Document section
John E. Preston, proprietor of a stable, offered a response.

                         {Times, Jan. 28, 1886, p. 2}

                     Some Extreme Suggestions of a Split.

              To the Editor of the Times--Sir:  "Impossible to build a 

         sustaining levee and bridges for Los Angeles!"  So say some 

         of our sapient citizens--amongst the rest, Colonel Baker and 

         Albert Brown, the undertaker.  But that is all bosh.   But, 

         suppose that is the case--what then?  Why, the west side of 

         the city would be cut off from the outer world, and would go 

         to wreck.  The east side (and that's where the city should 

         have been) would take the lead and be the city proper, as it 

         has an entire back country to sustain it, and the high mesa 

         lands would be the terminus of a grand central system of 

         railroads, whose tracks and depots could never be flooded 

         out.  Aliso avenue would become the Main street, and Brooklyn 

         avenue the Spring street, of the new Los Angeles; whilst the 

         western side, or old Los Angeles, would become deserted--as 

         they have no back country to support it; Wilmington, Santa 

         Monica and the mountain ranges is all they could depend on, 

         and that would be very poor dependence.  It is true, the 

         courthouse and city buildings might remain where they are; 

         and if no approaches to them could be had in winter, so much 

         the better--for the less these places are used by the people, 

         fortunate are they.

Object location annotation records
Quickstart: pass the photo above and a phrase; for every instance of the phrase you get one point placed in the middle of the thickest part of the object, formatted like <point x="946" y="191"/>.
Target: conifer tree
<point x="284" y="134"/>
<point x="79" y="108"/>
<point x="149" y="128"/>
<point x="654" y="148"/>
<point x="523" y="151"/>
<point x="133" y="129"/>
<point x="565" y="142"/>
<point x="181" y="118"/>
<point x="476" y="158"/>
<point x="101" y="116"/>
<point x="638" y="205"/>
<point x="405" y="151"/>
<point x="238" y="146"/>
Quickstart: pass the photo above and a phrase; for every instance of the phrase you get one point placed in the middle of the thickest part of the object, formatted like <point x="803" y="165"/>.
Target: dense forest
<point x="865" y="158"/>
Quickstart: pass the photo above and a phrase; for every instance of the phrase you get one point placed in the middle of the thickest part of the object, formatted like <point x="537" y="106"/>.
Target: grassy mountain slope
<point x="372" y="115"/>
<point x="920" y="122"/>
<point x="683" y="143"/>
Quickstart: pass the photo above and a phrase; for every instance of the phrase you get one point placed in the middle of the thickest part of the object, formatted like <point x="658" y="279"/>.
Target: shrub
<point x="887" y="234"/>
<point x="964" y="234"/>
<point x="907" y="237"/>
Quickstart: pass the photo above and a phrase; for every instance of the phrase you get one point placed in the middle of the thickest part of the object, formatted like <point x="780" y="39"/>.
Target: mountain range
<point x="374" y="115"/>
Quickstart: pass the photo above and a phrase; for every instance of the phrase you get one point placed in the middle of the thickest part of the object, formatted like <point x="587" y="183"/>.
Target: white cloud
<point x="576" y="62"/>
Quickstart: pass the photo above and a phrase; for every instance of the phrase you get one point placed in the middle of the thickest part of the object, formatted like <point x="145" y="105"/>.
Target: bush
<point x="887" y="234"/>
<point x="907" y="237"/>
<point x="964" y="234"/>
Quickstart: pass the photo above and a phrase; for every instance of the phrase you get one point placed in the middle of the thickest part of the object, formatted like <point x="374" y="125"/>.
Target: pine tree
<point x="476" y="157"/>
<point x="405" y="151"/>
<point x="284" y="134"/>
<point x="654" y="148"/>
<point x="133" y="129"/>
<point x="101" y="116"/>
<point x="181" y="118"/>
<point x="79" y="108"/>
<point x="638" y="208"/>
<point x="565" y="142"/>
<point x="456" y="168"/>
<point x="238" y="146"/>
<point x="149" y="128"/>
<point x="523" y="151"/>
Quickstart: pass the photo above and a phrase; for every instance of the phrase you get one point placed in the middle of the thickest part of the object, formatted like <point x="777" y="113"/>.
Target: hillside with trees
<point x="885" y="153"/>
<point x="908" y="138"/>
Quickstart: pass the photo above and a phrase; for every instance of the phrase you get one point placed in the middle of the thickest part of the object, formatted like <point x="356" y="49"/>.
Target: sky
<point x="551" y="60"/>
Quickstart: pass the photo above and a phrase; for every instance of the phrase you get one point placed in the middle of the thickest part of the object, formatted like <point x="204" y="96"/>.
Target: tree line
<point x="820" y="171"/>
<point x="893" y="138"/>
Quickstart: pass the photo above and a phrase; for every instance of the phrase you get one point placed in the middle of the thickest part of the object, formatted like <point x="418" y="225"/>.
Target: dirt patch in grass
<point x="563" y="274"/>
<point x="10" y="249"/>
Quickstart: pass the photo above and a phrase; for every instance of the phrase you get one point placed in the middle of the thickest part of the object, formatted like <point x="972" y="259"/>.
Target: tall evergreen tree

Given exercise
Retype the part of the letter on the Los Angeles levee that opens with the words containing "and if no approaches" and closes with "fortunate are they.". These records were taken from a separate source.

Exercise output
and if no approaches to them could be had in winter, so much 

         the better--for the less these places are used by the people, 

         fortunate are they.